RECORDS TO PROCESS:

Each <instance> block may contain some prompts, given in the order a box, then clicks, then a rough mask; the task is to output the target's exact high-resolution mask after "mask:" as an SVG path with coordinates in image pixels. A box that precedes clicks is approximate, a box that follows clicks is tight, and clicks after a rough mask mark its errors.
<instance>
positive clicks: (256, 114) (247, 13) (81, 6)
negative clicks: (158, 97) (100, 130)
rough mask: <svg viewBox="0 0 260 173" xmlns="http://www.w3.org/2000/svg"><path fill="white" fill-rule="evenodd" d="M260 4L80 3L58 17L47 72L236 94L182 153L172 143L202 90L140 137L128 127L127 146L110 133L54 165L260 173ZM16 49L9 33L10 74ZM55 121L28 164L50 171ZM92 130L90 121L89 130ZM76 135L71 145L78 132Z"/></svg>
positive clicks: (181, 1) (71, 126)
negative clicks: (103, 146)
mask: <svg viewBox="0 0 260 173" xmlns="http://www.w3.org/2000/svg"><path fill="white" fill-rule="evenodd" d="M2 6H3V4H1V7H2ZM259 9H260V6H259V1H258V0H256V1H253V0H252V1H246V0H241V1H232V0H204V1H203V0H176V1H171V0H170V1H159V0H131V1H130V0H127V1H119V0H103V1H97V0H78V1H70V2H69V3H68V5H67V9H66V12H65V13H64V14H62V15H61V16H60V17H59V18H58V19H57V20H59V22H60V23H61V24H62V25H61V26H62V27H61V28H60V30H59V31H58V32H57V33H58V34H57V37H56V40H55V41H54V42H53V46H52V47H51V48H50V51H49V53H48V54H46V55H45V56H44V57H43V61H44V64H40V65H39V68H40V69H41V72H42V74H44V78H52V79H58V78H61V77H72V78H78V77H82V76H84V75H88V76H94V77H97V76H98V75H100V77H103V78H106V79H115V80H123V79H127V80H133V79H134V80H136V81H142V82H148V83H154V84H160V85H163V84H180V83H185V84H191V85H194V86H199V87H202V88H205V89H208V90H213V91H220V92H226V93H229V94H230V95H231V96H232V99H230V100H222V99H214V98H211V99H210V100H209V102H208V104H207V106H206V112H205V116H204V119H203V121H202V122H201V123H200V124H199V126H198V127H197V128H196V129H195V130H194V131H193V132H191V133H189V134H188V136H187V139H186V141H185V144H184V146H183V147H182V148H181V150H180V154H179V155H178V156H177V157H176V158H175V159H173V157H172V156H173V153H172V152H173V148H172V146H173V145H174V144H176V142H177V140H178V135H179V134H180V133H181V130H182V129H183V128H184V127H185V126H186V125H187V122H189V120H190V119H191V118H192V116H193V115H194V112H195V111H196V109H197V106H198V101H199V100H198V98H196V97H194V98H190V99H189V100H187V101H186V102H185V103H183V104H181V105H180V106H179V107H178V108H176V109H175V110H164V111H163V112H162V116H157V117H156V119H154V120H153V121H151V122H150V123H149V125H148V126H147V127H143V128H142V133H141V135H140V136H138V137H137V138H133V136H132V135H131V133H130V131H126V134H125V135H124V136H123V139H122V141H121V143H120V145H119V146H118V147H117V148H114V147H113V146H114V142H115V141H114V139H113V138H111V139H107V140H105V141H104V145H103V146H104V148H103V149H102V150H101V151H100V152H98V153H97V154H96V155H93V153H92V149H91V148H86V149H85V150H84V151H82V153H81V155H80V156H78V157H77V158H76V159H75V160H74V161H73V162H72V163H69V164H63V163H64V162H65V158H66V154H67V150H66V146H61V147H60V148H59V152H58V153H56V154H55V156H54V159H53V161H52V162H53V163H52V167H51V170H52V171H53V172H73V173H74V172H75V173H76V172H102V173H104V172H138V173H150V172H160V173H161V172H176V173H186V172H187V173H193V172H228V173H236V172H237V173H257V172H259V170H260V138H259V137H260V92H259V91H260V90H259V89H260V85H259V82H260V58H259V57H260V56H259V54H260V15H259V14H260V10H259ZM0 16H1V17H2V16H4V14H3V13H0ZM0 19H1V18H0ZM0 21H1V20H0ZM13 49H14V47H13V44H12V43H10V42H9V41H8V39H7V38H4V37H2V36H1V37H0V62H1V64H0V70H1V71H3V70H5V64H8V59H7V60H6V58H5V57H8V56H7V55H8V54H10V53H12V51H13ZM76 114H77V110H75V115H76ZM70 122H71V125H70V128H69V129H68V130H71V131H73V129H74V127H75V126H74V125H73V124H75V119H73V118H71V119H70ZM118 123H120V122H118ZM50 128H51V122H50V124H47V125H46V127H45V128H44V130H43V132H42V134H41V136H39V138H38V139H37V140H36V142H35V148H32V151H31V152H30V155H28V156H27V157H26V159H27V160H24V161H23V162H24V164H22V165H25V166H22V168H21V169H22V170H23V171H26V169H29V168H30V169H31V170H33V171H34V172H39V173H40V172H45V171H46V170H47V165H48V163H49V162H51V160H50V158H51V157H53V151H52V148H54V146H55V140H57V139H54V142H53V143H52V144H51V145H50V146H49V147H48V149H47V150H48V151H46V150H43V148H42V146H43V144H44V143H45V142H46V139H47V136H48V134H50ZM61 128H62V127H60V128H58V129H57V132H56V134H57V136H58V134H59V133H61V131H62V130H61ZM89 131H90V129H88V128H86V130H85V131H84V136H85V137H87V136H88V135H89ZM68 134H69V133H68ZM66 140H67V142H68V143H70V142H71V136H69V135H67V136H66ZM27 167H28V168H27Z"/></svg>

EXERCISE BRIEF:
For this exercise, output all the data exactly as shown above.

EXERCISE ANSWER:
Each <instance> block may contain some prompts, given in the order a box, then clicks, then a rough mask; the task is to output the target's exact high-resolution mask after "mask:" as an SVG path with coordinates in image pixels. A box that precedes clicks is approximate, a box that follows clicks is tight, and clicks after a rough mask mark its errors.
<instance>
positive clicks: (256, 114) (247, 13) (81, 6)
negative clicks: (158, 97) (100, 130)
rough mask: <svg viewBox="0 0 260 173" xmlns="http://www.w3.org/2000/svg"><path fill="white" fill-rule="evenodd" d="M260 4L80 3L58 17L47 72L236 94L182 153L172 143L202 90L140 137L128 127L127 146L110 133L54 165L260 173ZM16 49L9 33L10 74ZM55 121L28 164L50 171ZM92 130L90 121L89 130ZM76 135L71 145L78 132Z"/></svg>
positive clicks: (181, 1) (71, 126)
negative clicks: (103, 146)
mask: <svg viewBox="0 0 260 173" xmlns="http://www.w3.org/2000/svg"><path fill="white" fill-rule="evenodd" d="M2 6H3V4H1V7H2ZM259 9H260V6H259V1H258V0H256V1H253V0H252V1H246V0H241V1H232V0H204V1H203V0H176V1H171V0H170V1H159V0H131V1H130V0H127V1H119V0H103V1H97V0H78V1H70V2H69V3H68V5H67V9H66V12H65V13H64V14H62V15H61V16H60V17H59V18H58V19H57V20H59V22H60V23H61V24H62V25H61V26H62V27H61V28H60V30H59V31H58V32H57V33H58V34H57V37H56V40H55V41H54V42H53V46H52V47H51V48H50V51H49V53H48V54H46V55H45V56H44V57H43V61H44V64H40V65H39V68H40V69H41V72H42V74H44V78H52V79H58V78H61V77H72V78H78V77H82V76H84V75H88V76H94V77H97V76H98V75H100V77H103V78H106V79H115V80H123V79H127V80H133V79H134V80H136V81H142V82H148V83H154V84H160V85H163V84H180V83H185V84H191V85H194V86H199V87H202V88H205V89H208V90H213V91H220V92H226V93H229V94H230V95H231V96H232V99H230V100H222V99H214V98H211V99H210V100H209V102H208V104H207V106H206V112H205V116H204V119H203V121H202V122H201V123H200V124H199V126H198V127H197V128H196V129H195V130H194V131H193V132H191V133H189V134H188V136H187V139H186V141H185V144H184V146H183V147H182V148H181V150H180V154H179V155H178V156H177V157H176V158H175V159H173V157H172V156H173V153H172V152H173V148H172V146H173V145H174V144H176V142H177V140H178V135H179V134H180V133H181V130H182V129H183V128H184V127H185V126H186V125H187V122H189V120H190V119H191V118H192V116H193V115H194V112H195V111H196V109H197V106H198V101H199V100H198V98H196V97H194V98H190V99H189V100H187V101H186V102H185V103H183V104H181V105H180V106H179V107H178V108H176V109H175V110H164V111H163V112H162V116H157V117H156V119H154V120H153V121H151V122H150V123H149V125H148V126H147V127H143V128H142V133H141V135H140V136H138V137H137V138H133V136H132V135H131V133H130V131H126V134H125V135H124V136H123V139H122V141H121V143H120V145H119V146H118V147H117V148H114V147H113V146H114V142H115V141H114V139H113V138H111V139H107V140H105V141H104V145H103V146H104V148H103V149H102V150H101V151H100V152H98V153H97V154H96V155H93V153H92V149H91V148H86V149H85V150H84V151H82V153H81V155H80V156H78V157H77V158H76V159H75V160H74V161H73V162H72V163H69V164H63V163H64V162H65V158H66V154H67V150H66V146H61V147H60V148H59V152H58V153H56V154H55V156H54V159H53V161H52V162H53V163H52V167H51V170H52V171H53V172H73V173H74V172H75V173H76V172H102V173H104V172H138V173H150V172H160V173H161V172H176V173H186V172H187V173H193V172H228V173H236V172H237V173H257V172H259V170H260V138H259V137H260V92H259V91H260V90H259V89H260V85H259V82H260V58H259V57H260V56H259V54H260V15H259V14H260V10H259ZM0 16H1V17H2V16H4V14H3V13H0ZM0 19H1V18H0ZM0 21H1V20H0ZM13 49H14V47H13V44H12V43H10V42H9V41H8V39H7V38H4V37H2V36H1V37H0V62H1V64H0V70H1V71H3V70H5V64H8V59H7V60H6V58H5V57H8V56H7V55H8V54H10V53H12V51H13ZM76 114H77V110H75V115H76ZM70 122H71V125H70V128H69V129H68V130H71V131H73V129H74V127H75V126H74V125H73V124H75V119H73V118H71V119H70ZM118 123H120V122H118ZM50 128H51V122H50V124H47V125H46V127H45V128H44V130H43V132H42V134H41V136H39V138H38V139H37V140H36V142H35V148H32V151H31V152H30V155H28V156H27V157H26V159H27V160H24V161H23V162H24V164H22V165H25V166H22V168H21V169H22V170H23V171H26V169H29V168H30V169H31V170H33V171H34V172H39V173H40V172H45V171H46V170H47V165H48V163H49V162H51V160H50V158H51V157H53V151H52V148H54V146H55V140H57V139H54V142H53V143H52V144H51V145H50V146H49V147H48V149H47V150H48V151H46V150H43V148H42V146H43V144H44V143H45V142H46V139H47V136H48V134H50ZM61 128H62V127H60V128H58V129H57V132H56V134H57V136H58V134H59V133H61V131H62V130H61ZM89 131H90V129H88V128H86V130H85V131H84V136H85V137H87V136H88V135H89ZM68 134H69V133H68ZM66 140H67V142H68V143H70V142H71V136H69V135H67V136H66ZM27 167H28V168H27Z"/></svg>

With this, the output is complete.